Skip to content

M06C04: Reader Pattern – Configuration as an Explicit, Injectable Dependency

Progression Note

Module 6 shifts from pure data modelling to effect-aware composition.
We now treat failure and absence as first-class effects that propagate automatically through pipelines — eliminating nested conditionals forever.

Module Focus Key Outcomes
5 Algebraic Data Modelling ADTs, exhaustive pattern matching, total functions, refined types
6 Monadic Flows as Composable Pipelines bind/and_then, Reader/State-like patterns, error-typed flows
7 Effect Boundaries & Resource Safety Dependency injection, boundaries, testing, evolution

Core question
How do you completely eliminate closure-captured variables and globals from monadic pipelines by making configuration an explicit, typed, injectable dependency — giving you pure, testable, refactor-safe code that scales from 3 lines to 300 without ever hiding a dependency again?

This is the core that finally kills the last remaining anti-pattern from the earlier examples: closure-captured model, tokenizer, or config. After this core, every dependency is visible in the type signature, swappable with one line, and proven correct by Hypothesis.

Audience: Engineers who have tasted the power of .and_then chains but are still fighting closure-captured dependencies that break tests and refactors.

Outcome 1. You will write every config-dependent pipeline as a pure Reader[Config, T]. 2. You will swap entire configurations (dev/prod/debug) at the call-site with .run(new_config). 3. You will have mechanical proof that your Reader compositions satisfy the monad laws — meaning refactoring is always safe.

Why Reader Is the Final Piece – Three Patterns Compared

Pattern Visibility Testability Reconfigurability Refactor Safety Verdict
Manual threading Explicit Good Poor Poor Verbose, error-prone
Closure capture Hidden Bad Bad Bad Works until it doesn't
Reader (this core) Explicit Perfect Perfect Perfect The only acceptable way

Reader is "closure capture, but lawful, typed, and composable".

....

In the Reader pattern text's comparison of three patterns, what verdict is given for closure capture?

[Stored data entries]
....

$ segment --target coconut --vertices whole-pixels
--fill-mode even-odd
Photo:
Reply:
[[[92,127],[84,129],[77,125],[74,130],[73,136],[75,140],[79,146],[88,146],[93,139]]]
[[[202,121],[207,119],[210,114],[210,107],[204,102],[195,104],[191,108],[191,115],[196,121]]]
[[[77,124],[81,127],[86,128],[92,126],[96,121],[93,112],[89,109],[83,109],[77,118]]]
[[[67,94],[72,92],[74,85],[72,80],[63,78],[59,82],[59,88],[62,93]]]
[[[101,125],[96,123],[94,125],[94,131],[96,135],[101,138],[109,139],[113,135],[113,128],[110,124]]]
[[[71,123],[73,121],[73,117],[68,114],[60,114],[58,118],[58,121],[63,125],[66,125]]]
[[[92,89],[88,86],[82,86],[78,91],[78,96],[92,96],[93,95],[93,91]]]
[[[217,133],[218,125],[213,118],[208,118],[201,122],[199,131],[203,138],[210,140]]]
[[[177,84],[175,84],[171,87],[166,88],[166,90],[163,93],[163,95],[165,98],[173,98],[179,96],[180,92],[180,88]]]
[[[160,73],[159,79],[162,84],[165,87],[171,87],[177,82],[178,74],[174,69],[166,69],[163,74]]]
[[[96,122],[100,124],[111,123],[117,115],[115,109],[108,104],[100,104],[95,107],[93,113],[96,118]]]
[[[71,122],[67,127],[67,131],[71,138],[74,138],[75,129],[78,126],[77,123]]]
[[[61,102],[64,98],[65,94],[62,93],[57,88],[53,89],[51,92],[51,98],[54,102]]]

....

§ SOLUTION TO THIS PROBLEM:
Works until it doesn't.